ABOUT THIS TASK » Work through the data line by line, gathering every line that has the word "branch".

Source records
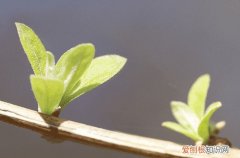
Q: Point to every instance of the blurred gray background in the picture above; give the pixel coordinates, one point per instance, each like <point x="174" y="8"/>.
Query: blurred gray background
<point x="168" y="43"/>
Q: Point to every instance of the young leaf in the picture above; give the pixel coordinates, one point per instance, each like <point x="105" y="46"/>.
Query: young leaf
<point x="184" y="115"/>
<point x="48" y="93"/>
<point x="33" y="48"/>
<point x="178" y="128"/>
<point x="100" y="70"/>
<point x="203" y="129"/>
<point x="198" y="93"/>
<point x="50" y="65"/>
<point x="73" y="64"/>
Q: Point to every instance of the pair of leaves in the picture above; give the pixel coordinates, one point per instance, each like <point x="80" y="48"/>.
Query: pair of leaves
<point x="76" y="72"/>
<point x="193" y="122"/>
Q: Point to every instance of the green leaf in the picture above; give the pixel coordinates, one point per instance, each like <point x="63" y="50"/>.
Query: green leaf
<point x="198" y="93"/>
<point x="184" y="115"/>
<point x="50" y="65"/>
<point x="100" y="70"/>
<point x="204" y="126"/>
<point x="178" y="128"/>
<point x="73" y="64"/>
<point x="33" y="48"/>
<point x="48" y="93"/>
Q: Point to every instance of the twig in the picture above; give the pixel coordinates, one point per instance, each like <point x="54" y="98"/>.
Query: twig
<point x="78" y="132"/>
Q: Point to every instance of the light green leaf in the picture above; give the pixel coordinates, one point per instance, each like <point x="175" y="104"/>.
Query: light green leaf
<point x="178" y="128"/>
<point x="48" y="93"/>
<point x="203" y="129"/>
<point x="198" y="93"/>
<point x="50" y="65"/>
<point x="100" y="70"/>
<point x="184" y="115"/>
<point x="33" y="48"/>
<point x="73" y="64"/>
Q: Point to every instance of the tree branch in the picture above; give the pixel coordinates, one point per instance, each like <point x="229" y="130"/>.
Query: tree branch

EXERCISE RESULT »
Q: Point to every instance of the tree branch in the picture above; give the pixel coordinates, one point per instance, each like <point x="229" y="130"/>.
Query: tree branch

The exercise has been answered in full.